Rédigez la suite du texte sur la diversification des premiers vertébrés dans les eaux côtières peu profondes, en reprenant juste après sa dernière phrase.

## Texte étudié:
━━━━━━━━━━━━━━━━━━━━
Représentation de Pituriaspis, membre d’un groupe rare de poissons australiens de 410 millions d’années sans mâchoires, le long du rivage. Les recherches menées par Lauren Sallan de l’Université de Pennsylvanie et ses collègues ont révélé que ces groupes se sont diversifiés dans les eaux océaniques peu profondes avant de s’étendre à d’autres types d’habitats. (Nobumichi Tamura)
Les lagunes d’eau peu profonde qui bordent le littoral du Paléozoïque (“l’ère des poissons”), selon cette recherche, ont servi de tremplin aux premiers grands groupes de vertébrés sur une période de 100 millions d’années. À mesure que ces créatures évoluaient et se diversifiaient, leur corps s’est adapté pour finalement leur permettre de se propager dans de nouveaux environnements. Des animaux robustes sont restés près des côtes ou se sont déplacés dans des habitats en eau douce comme les lacs et les rivières, tandis que des créatures plus délicates et flexibles se sont aventurées en eau profonde pour éviter la concurrence de plus en plus hostile, selon les chercheurs.
Selon Sallan :
Notre étude suggère qu’il y a eu une » invasion répétée des océans » par des vertébrés qui ont commencé dans les eaux peu profondes et se sont déplacés vers les récifs et le large. Cela exigeait des changements spécifiques tels que des corps flexibles, tout comme l’invasion de la terre exigeait l’évolution antérieure de traits spécifiques comme des poumons et des membres. Cependant, nous ne voyons pas d’autre diversification majeure causée par ces déplacements offshore. Nous constatons aussi que de nombreux groupes de vertébrés ont d’abord envahi les eaux douces.
━━━━━━━━━━━━━━━━━━━━
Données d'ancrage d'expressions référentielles

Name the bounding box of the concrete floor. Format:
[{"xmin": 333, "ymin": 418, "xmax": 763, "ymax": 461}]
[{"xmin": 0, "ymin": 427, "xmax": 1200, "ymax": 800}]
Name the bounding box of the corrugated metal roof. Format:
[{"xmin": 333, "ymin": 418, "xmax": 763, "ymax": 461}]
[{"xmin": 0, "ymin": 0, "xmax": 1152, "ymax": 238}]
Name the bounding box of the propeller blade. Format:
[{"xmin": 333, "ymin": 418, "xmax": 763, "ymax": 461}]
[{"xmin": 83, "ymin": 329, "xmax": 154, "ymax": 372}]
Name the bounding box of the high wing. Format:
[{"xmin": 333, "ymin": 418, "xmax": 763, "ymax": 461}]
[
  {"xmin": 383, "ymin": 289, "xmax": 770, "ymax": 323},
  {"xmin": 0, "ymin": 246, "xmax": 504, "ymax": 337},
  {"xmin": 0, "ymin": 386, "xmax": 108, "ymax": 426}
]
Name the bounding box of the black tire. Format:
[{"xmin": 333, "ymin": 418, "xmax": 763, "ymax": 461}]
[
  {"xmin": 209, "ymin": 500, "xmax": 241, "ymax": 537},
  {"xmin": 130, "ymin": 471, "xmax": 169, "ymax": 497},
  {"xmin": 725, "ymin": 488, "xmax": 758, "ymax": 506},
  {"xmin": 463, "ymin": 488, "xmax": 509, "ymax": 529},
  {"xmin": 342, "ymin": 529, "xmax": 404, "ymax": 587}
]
━━━━━━━━━━━━━━━━━━━━
## Espace de réponse:
Cette étude ne couvre que les premières phases de l’évolution des vertébrés. Dans la perspective de futures recherches, Sallan a déclaré que son équipe aimerait savoir si ce berceau d’eau primordial a persisté dans le temps ou si d’autres environnements, comme les coraux, ont contribué à l’émergence de nouveaux groupes de poissons.
La diversification des vertébrés primitifs dépendait de la présence d’eaux peu profondes, selon cette recherche. Une question pertinente à se poser est de savoir si des contraintes similaires existent ailleurs, notamment sur des exoplanètes habitables. la découverte surprenante du domaine de l’astronomie est que la plupart des (exo)planètes terrestres habitables peuvent être des mondes aquatiques.
Précédemment :
De telles planètes seraient dépourvues de zones peu profondes, avec des eaux profondes enveloppant la planète. Il est possible que la vie microbienne émerge sur les mondes aquatiques, et même évolue en créatures primitives ressemblant à des poissons, mais sans environnements littoraux, ces organismes pourraient ne pas être capables de passer au niveau suivant de la complexité évolutive.
L’étude publiée dans Science : The nearshore cradle of early vertebrate diversification et présentée sur le site de l’université de Pennsylvanie : Tracing the evolutionary origins of fish to shallow ocean waters.